TASK DETAILS
Copy nothing but the text: reproduce each line of the listing exactly and leave the pictures out.

DATA TO PROCESS
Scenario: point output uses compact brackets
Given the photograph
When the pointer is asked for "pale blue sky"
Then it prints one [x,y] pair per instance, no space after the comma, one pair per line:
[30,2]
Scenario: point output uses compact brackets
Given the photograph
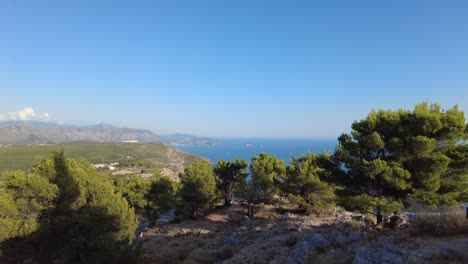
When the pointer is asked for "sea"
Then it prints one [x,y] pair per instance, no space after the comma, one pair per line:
[230,149]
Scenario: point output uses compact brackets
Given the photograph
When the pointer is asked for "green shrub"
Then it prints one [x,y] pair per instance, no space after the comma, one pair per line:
[446,222]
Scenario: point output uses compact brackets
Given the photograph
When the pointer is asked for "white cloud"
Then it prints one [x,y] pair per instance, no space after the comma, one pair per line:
[26,113]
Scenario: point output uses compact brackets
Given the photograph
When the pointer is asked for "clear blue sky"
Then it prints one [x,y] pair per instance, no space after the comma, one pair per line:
[231,68]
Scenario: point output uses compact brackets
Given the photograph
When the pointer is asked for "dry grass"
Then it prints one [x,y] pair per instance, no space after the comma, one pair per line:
[447,222]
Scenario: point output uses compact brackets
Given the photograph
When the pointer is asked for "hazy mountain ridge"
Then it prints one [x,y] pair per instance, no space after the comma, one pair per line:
[35,132]
[186,139]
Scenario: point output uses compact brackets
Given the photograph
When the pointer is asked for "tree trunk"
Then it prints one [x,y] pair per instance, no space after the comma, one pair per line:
[250,210]
[227,201]
[379,217]
[151,216]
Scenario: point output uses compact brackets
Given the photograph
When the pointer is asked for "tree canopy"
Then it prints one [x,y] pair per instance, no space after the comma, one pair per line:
[197,188]
[393,156]
[68,211]
[228,177]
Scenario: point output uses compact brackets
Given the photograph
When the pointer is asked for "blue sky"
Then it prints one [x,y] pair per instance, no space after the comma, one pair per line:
[231,68]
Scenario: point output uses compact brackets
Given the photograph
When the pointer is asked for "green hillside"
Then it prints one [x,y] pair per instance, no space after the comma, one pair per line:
[157,154]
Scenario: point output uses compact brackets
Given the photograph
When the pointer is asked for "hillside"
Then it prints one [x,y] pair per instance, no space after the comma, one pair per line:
[157,155]
[24,133]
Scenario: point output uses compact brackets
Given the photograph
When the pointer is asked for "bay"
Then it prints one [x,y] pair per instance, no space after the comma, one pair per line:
[230,149]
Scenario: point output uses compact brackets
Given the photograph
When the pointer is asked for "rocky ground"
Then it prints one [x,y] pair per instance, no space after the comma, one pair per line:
[227,236]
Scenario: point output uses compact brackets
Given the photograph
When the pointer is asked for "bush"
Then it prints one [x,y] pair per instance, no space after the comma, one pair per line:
[225,253]
[444,222]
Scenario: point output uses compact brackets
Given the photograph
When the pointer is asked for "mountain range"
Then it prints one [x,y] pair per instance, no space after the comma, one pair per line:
[41,132]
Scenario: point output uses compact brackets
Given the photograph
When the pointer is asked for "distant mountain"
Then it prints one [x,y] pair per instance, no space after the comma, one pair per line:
[185,139]
[37,132]
[34,123]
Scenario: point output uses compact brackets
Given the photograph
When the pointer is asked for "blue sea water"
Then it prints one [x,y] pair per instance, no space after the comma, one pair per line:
[230,149]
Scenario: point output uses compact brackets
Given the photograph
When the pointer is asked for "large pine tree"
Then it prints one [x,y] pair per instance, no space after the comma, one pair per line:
[392,157]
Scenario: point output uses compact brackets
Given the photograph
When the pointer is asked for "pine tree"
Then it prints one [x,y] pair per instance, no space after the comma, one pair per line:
[305,182]
[228,176]
[197,188]
[393,156]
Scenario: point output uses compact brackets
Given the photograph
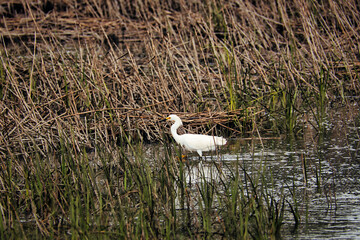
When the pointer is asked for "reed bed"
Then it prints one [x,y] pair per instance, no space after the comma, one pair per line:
[81,76]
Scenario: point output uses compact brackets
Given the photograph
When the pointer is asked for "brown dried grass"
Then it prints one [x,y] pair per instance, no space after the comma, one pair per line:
[96,72]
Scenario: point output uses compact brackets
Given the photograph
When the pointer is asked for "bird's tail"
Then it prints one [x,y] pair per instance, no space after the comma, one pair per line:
[220,141]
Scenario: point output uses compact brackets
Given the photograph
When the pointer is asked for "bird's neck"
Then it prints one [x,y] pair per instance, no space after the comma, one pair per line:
[174,128]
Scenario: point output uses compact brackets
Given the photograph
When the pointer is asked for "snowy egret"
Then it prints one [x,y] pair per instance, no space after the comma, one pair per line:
[194,142]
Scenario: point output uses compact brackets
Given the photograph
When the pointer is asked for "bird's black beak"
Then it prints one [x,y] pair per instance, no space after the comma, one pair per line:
[163,120]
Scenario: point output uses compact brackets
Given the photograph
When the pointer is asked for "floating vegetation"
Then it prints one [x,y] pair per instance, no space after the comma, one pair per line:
[83,85]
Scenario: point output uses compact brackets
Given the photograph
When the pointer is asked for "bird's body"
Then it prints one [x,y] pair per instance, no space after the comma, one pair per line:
[194,142]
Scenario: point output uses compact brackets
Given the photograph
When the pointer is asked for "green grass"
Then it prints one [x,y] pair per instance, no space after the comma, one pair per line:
[112,194]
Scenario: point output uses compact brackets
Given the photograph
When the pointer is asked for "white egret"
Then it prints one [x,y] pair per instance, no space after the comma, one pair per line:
[194,142]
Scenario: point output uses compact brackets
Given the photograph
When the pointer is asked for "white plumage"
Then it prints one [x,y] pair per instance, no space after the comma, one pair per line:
[194,142]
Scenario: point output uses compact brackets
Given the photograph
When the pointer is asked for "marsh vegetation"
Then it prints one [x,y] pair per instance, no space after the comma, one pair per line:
[83,85]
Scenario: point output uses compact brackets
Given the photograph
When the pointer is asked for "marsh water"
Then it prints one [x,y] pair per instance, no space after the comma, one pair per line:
[320,176]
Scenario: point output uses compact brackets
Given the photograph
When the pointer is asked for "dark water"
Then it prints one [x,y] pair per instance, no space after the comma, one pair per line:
[325,175]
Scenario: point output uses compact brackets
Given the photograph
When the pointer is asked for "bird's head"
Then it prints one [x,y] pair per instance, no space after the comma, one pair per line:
[173,118]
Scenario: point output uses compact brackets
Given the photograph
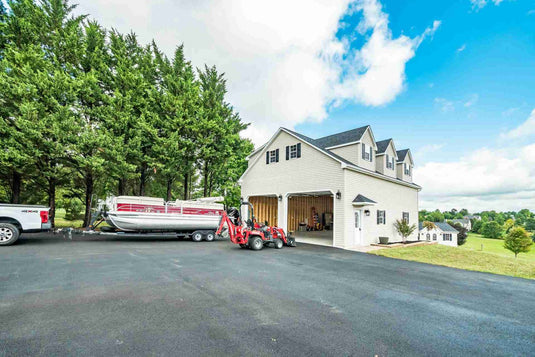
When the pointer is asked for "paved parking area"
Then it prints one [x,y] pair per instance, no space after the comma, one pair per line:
[160,297]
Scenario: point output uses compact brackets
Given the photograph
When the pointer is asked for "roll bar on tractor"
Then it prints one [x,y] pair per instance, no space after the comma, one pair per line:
[251,234]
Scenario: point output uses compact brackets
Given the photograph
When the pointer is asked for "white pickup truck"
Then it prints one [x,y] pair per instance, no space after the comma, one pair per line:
[15,219]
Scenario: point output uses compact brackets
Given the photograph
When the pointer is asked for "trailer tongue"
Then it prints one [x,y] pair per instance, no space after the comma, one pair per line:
[250,234]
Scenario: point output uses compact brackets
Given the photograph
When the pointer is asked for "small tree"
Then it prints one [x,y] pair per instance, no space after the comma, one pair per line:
[462,235]
[491,229]
[518,241]
[404,229]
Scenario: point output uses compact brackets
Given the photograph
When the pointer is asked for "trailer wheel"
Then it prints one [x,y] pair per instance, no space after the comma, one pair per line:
[8,234]
[196,236]
[255,243]
[278,243]
[210,236]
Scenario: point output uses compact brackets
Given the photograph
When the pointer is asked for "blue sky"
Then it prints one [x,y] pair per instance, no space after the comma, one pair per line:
[451,80]
[487,55]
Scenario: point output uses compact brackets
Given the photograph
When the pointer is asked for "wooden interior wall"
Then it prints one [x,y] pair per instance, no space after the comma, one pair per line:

FULL OUTPUT
Scenario: point output uses compact brackets
Given the photograph
When the pointer is asked for "pale blue sky"
Then it prints one [x,y] pair per instance, no space after the comma, one pair per line:
[30,2]
Scenario: point output uses compact brackets
Given the photograph
When the pointer is asked for "sea"
Then it prints one [x,y] pair per instance, no space after the comma, one pair per line:
[230,149]
Scenario: point output uses compact brackets
Given the photograph
When the pointer is asked for "green shrub"
Then it prints one [x,y] pair per instance, no space after the comma, one pair per line:
[446,222]
Scenario: point output uses compact brackets
Given the photograph
When the pointer is asked for "white cloud"
Then it prints one [x,y] pair per instance, no space after the comma, one pair per line:
[26,113]
Scenario: point output uses compact brackets
Given the photograph
When the pointer is asked for "clear blue sky"
Then it prints one [x,y] pair per instance, no space after the comma, one pair per line:
[231,68]
Scenario: point output uses compact brackets
Given the photograph
When the pointer is asked for "dry grass"
Then it prints one [x,y] pair per instance, no space after the comma, one pair per line:
[447,222]
Scenario: point output uses compact brackets
Given the photograph
When the pointer is asked for "hazy mountain ridge"
Then it prints one [x,y] pair per instance, no space after the comma, one pair per line:
[35,132]
[186,139]
Scenario: point output uses compact brackets
Given the photograph
When the pointer is asked for "tree trunk"
Then it prints one [x,y] pair per instance, no space after the comma, one pair per line:
[250,210]
[227,201]
[379,217]
[151,216]
Scenario: point output uses compact brackets
Given the photograph
When the pointer is asked for "tree canopy"
Then it prints one [x,y] pair per instance, no space after the comma, one pair per line:
[197,188]
[393,156]
[68,211]
[228,177]
Scenario: point output uses compact brackets
Given the photograph
When the pointer is asked for "blue sky"
Then it prints one [x,y] pair per instance, no space after the comma, one pair per line:
[231,68]
Scenario: point output uses compact brackets
Given the photograph
When the pointer is asked for "green hillside"
Then it prints one [x,y] pair per instance, no space after the comma, one pair per line:
[157,154]
Scenario: point output uses compact brackets
Given the photograph
When the pointer is asked for "hillside"
Then it prints one [x,y] pair per instance, no space after the comma, one pair per line:
[157,155]
[24,133]
Scenario: point output uses compact brackets
Given the photograph
When the pointer is asked for "bay"
Then it prints one [x,y] pair per instance, no space after the comma, one pair per line:
[230,149]
Scenario: point output uses compact brackets
Given the photograph
When the pointer is asked for "rocky ground"
Then it prints one [x,y] pair per instance, no space after the comma, one pair per line:
[227,236]
Scenario: point output uses compact brackets
Given the photograph
When the pointer is asked for "bush"
Then it prints one [x,y] pair per instance, no space after the comma, one pair per line:
[225,253]
[444,222]
Scenario: point output uses compact brackets
Given the photograph
When the pointer is asked for "mountain range"
Then it prints one [x,y] pair per instance, no space after the comma, one pair per line:
[41,132]
Scenario: point output uses compact brackets
Given the photograph
When the pointer is asked for "distant mountain"
Then it prints one [x,y] pair per instance, no space after the comma, one pair per line:
[185,139]
[37,132]
[34,123]
Scenario: point output uses compact brackets
Given the photograph
When the pointer is asked for "blue sea water"
Then it prints one [x,y] pair per instance, no space after the comma, one pair per line:
[230,149]
Scenario: point output uses compact brackets
Given the photograph
When the pointer is asked for "large pine tree"
Then it prints one [x,y] pair per instance, no space after the comma, one pair per line:
[392,157]
Scenario: point output uses compact brackets
Given the photograph
When the pointer is asked for "pine tree"
Then it prints one [x,y] pair per instance, no space after the comma, one pair per line:
[305,182]
[228,176]
[197,188]
[393,156]
Scenario: point output uses compact brackets
Given the photograph
When the pointer is asked for "reed bed"
Then it prints one [x,y] pair per instance, no space after the comma, one pair per line:
[81,76]
Scenario: point output uses compact brackets
Given the photograph
When the pointer is asked for "brown dried grass"
Then it prints one [x,y] pair per instance, no space after the comma, one pair per line:
[96,72]
Scenario: point output uses compact brackets
Given the photograph
When the pointer is asked for "bird's tail"
Then it prints one [x,y] pair per instance, no space after the comma, one pair per line:
[220,141]
Scenario: point output uses compact brackets
Given the photograph
When the pointer is asked for "bird's neck"
Then it prints one [x,y] pair per instance, no space after the comma, one pair per line:
[174,128]
Scenario: point output uses compact brackets
Given the photograph
When the pointer is asked for "snowy egret"
Then it prints one [x,y] pair per instance, no space after the comma, one pair per line:
[194,142]
Scenario: point output uses compact brackets
Given the photograph
When the pointer is asked for "bird's black beak"
Then it prints one [x,y] pair per instance, no space after the comma, one pair per line:
[163,120]
Scenario: point output uses compact brackets
Given the photograph
When the pointer is asked for "floating vegetation"
Then it prints one [x,y] pair per instance, no space after the comma, one pair per line:
[83,85]
Scenario: point output uses compact brackets
Given the photograph
When the pointer is asked for "bird's body"
Then it prints one [x,y] pair per instance, no space after the comma, one pair per line:
[194,142]
Scenario: point output uses compact brackets
Given the photograph
When the pointer is asked for "green grass"
Then it prints one [x,y] pair per instance, no space after the comma, one pair per line:
[112,194]
Scenario: point output uses compact brackets
Given the photograph
When the pointer is asked for "white egret"
Then it prints one [x,y] pair per instance, no space after the comma, one pair per line:
[194,142]
Scenario: point output uses compact brackets
Given the photograph
When the pointer is asked for "white plumage"
Then it prints one [x,y] pair per instance, no space after the comma, one pair per line:
[194,142]
Scenario: point output uses compact brackets
Given the photograph
When the pointer is asked for "marsh vegetation"
Then it prints one [x,y] pair per instance, no space after the comma, one pair per line:
[83,85]
Scenario: point output uses compact brackets
Given the photograph
When the pointer is asked for "marsh water"
Then it prints one [x,y] pair per instance, no space after the comma, one pair per line:
[320,176]
Scenario: point output uses compact brackets
Given the photograph
When the pointer is asked for "dark water"
Then it prints one [x,y] pair per instance, no space after the comma, one pair per line:
[325,175]
Scenario: point output uses compact brackets
Given the photograph
When the pointer is asked for "bird's head"
Then it prints one [x,y] pair per instance, no space after the comma, one pair per line:
[173,118]
Scenario: point output uses compact brackets
Given the photograph
When the pointer is asked for "paved parking area"
Then it prints one [x,y] pair per instance, no space after the comma, one pair per line:
[160,297]
Scenario: point output uses compact brackets
Given the photograph
When the pointer is asked for "roll bar on tractor"
Then it prints one [x,y] pair per instance, no space after the comma, one pair per line:
[251,234]
Scenario: point output uses compact brackets
Given the photograph
When the pointer is asked for "white pickup truck"
Then it prints one [x,y] pair per instance, no space after the comma, one pair per line:
[15,219]
Scenario: point output uses compact brackets
Given the photograph
When the pointer is asked for "trailer tongue"
Then it prints one [x,y] pair per instance, no space after the comma, one pair per line:
[250,234]
Scenario: point output uses compact brackets
Given the photograph
When the pointer is asked for "small tree"
Then it prints one [x,y] pair per instance, no space after the comma, one pair per line:
[462,235]
[491,229]
[518,241]
[404,229]
Scenario: point output uses compact brackets
Given the photograph
When the pointer is asked for "trailer wheel"
Then it prints one [x,y] pair per instance, no space after the comma, one pair per line:
[8,234]
[196,236]
[255,243]
[278,243]
[210,236]
Scenario: point output uses compact brackets
Given the photograph
When the pointer is asked for "blue sky"
Then it prints one [x,y] pair per instance, no space after the comma, one pair per line:
[451,80]
[487,55]
Scenario: point output uses compact brackets
Given the photograph
When the pointer is asked for "wooden interior wall"
Then it prints one [x,y] pair per instance, no space after the comma, one pair per line:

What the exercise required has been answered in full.